═══ INPUT

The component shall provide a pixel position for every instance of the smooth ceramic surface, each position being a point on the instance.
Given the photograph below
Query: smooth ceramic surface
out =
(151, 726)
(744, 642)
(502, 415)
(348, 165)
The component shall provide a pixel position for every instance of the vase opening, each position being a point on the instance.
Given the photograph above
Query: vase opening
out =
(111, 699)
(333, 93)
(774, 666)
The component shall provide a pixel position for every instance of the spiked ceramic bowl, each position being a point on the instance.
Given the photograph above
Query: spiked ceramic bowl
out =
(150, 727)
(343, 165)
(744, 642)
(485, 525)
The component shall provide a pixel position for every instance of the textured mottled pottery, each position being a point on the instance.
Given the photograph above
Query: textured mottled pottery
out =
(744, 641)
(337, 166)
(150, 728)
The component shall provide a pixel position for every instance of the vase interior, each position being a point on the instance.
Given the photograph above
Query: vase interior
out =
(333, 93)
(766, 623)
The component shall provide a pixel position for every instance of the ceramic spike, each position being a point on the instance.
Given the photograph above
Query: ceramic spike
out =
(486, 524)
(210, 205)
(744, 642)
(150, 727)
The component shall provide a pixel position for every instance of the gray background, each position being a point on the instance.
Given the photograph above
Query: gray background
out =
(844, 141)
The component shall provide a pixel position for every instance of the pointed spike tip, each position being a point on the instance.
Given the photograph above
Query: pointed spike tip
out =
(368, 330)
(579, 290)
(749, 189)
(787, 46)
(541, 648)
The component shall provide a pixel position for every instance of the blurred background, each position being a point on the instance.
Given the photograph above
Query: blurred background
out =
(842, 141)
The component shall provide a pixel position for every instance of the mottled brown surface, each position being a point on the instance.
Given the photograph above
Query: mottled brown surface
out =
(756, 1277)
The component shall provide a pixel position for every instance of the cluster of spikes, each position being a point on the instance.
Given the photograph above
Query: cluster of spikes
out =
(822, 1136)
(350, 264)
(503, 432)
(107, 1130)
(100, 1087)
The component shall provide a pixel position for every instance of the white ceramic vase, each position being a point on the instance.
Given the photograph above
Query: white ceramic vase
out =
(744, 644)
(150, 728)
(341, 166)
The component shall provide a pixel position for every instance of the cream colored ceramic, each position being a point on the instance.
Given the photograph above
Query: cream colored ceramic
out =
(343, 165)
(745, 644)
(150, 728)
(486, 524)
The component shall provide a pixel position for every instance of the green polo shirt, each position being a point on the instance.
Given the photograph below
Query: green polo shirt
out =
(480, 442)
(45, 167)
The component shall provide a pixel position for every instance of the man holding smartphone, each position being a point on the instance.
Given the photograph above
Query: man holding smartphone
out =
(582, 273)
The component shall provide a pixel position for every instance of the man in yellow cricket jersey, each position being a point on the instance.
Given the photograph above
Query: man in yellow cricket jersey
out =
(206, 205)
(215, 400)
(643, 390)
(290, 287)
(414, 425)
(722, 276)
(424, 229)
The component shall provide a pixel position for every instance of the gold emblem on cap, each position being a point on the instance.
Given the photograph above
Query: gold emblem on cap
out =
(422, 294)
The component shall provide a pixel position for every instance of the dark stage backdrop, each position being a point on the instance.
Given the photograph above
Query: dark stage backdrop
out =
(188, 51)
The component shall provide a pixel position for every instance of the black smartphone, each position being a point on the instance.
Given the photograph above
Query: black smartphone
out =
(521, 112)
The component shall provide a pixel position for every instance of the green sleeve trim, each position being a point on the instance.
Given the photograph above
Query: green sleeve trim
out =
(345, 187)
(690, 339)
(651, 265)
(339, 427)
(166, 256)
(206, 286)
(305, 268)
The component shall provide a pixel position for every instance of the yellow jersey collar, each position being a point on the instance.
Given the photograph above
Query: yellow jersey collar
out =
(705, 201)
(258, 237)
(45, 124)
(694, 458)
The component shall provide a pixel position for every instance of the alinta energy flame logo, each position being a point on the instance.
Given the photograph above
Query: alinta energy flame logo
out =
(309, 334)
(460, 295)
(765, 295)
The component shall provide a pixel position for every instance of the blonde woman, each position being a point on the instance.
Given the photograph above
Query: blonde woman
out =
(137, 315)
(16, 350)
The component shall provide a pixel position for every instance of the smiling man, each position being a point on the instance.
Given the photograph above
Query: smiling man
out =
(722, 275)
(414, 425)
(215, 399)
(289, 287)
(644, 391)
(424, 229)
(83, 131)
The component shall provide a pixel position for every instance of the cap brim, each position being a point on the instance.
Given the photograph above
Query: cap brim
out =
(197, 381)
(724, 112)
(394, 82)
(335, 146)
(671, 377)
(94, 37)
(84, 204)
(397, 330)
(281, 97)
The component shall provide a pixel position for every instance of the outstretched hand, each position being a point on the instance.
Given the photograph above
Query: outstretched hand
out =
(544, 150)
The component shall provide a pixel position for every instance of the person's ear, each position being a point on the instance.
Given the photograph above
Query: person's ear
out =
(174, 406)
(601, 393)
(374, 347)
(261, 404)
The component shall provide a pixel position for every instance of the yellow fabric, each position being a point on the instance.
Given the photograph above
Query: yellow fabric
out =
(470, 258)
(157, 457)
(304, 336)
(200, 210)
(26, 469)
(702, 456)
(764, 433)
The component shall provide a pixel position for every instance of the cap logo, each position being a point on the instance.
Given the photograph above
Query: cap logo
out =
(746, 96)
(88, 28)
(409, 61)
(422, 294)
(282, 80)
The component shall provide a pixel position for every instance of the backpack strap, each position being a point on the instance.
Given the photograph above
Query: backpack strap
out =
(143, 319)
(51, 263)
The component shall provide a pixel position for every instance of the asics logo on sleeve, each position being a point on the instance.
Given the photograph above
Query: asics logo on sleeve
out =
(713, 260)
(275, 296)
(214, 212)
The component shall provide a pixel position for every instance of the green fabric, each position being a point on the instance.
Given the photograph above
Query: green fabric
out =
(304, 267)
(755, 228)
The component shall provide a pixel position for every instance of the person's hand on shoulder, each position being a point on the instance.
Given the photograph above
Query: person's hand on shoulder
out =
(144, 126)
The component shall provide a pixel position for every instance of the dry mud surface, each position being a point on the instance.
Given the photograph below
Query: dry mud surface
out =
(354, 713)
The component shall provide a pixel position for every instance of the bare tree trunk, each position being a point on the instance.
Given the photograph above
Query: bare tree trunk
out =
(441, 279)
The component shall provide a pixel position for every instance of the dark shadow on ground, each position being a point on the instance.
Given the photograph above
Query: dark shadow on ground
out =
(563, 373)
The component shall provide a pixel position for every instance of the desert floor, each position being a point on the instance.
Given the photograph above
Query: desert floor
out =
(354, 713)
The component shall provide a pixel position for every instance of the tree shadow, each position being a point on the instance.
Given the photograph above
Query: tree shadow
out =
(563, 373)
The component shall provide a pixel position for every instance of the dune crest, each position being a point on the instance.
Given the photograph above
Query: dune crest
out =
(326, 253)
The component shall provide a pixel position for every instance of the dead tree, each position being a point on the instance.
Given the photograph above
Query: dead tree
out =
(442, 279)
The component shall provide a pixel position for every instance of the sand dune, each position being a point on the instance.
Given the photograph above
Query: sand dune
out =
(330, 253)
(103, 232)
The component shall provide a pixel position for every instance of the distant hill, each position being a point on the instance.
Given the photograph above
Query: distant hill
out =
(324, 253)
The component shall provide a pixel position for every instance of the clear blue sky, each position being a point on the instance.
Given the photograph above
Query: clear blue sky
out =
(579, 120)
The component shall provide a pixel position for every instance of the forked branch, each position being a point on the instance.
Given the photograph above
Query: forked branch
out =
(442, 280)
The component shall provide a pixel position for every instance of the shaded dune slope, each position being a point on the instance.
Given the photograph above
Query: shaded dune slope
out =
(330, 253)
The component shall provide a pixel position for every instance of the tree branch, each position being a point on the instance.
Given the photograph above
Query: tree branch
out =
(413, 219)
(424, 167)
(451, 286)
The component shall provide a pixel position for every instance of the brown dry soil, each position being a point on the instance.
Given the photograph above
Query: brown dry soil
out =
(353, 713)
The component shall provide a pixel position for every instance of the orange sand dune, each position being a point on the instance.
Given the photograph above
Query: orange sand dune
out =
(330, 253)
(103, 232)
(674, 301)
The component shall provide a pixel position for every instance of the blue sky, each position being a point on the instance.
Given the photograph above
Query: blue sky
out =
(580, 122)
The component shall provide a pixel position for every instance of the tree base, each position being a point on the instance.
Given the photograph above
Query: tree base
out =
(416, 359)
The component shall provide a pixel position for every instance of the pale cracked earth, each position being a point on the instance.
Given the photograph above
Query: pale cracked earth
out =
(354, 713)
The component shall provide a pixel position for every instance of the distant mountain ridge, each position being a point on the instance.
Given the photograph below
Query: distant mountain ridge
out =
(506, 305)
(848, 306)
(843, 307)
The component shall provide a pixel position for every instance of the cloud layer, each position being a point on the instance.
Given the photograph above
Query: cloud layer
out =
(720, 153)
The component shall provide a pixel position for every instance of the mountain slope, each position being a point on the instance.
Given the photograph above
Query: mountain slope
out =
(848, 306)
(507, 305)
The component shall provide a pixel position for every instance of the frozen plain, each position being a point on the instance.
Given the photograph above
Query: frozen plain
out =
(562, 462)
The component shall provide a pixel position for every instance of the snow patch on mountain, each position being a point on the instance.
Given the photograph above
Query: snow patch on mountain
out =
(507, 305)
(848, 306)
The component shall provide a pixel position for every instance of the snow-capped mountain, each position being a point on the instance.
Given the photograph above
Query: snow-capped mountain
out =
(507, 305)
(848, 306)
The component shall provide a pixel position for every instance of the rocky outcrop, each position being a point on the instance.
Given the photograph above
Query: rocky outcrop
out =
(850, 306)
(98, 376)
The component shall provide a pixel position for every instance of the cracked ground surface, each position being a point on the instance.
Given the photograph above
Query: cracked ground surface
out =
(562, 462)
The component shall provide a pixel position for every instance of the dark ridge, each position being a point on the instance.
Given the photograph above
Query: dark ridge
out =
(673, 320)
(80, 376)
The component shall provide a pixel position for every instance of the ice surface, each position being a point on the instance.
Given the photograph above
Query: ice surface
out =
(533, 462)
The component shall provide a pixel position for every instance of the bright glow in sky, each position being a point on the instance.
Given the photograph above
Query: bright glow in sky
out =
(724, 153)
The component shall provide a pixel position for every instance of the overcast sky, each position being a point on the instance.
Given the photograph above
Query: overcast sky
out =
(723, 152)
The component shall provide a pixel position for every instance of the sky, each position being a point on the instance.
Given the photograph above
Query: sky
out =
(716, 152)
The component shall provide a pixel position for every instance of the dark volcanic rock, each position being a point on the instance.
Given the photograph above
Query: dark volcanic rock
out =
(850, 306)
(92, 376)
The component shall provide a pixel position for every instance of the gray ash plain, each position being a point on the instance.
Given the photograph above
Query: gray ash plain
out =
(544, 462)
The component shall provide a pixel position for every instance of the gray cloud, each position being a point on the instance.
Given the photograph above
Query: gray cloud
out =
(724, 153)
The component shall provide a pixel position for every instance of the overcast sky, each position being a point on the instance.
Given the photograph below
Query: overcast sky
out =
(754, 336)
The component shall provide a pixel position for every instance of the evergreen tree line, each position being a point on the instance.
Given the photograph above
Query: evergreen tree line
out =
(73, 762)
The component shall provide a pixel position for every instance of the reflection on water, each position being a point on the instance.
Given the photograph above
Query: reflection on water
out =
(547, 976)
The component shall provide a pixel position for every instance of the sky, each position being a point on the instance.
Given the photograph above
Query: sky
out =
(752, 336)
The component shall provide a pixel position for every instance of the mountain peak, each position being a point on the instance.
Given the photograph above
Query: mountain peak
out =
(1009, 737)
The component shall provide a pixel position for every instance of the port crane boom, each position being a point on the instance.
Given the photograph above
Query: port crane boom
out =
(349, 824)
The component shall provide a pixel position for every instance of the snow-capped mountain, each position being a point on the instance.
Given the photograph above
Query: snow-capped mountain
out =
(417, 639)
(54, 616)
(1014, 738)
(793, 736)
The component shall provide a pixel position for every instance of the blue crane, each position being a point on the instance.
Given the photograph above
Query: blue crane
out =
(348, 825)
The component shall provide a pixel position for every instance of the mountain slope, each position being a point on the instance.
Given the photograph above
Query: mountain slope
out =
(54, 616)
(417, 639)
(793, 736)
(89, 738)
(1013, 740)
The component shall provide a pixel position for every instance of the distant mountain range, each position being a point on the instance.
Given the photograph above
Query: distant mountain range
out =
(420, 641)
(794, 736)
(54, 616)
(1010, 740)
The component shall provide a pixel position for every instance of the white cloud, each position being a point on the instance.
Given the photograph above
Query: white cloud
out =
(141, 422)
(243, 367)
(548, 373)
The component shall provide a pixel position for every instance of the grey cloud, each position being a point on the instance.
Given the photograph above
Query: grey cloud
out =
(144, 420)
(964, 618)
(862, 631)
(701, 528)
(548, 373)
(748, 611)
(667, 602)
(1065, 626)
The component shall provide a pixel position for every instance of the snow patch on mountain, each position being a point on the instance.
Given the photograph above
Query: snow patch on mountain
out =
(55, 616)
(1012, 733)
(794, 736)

══════

● WHAT TO DO:
Using the material above, reproduce exactly the line that contains "blue crane, each" and all lines after it through the last one, and only those.

● EXERCISE SOLUTION:
The component shall provide a pixel position for every instance of the blue crane, each position being a point on the instance.
Given the photograph above
Query: blue crane
out =
(348, 825)
The component shall provide a pixel position for every instance of the mountain slope, each position being a point on the instance.
Given the photograph above
Query: mountain slope
out =
(54, 616)
(417, 639)
(793, 736)
(89, 738)
(1013, 740)
The component shall provide a pixel position for every instance of the distant mountain range, each position being a point on the instance.
Given the photograph above
Query: distant mountain range
out =
(420, 641)
(794, 736)
(54, 616)
(1010, 740)
The component shall provide a pixel position for every instance of the white cloud, each position being a point on the instance.
Given the photograph above
Query: white cloud
out =
(141, 422)
(243, 367)
(548, 373)
The component shall provide a pixel position for every instance of the grey cloud, each position being a point on the instance.
Given the photograph above
Query: grey cloud
out =
(144, 420)
(964, 618)
(862, 631)
(701, 528)
(548, 373)
(748, 611)
(667, 602)
(1065, 626)
The component shall provide a pixel position for every instance of the snow patch on mountain, each position being a point on the instance.
Given the photograph above
Query: snow patch on mountain
out =
(55, 616)
(1012, 733)
(794, 736)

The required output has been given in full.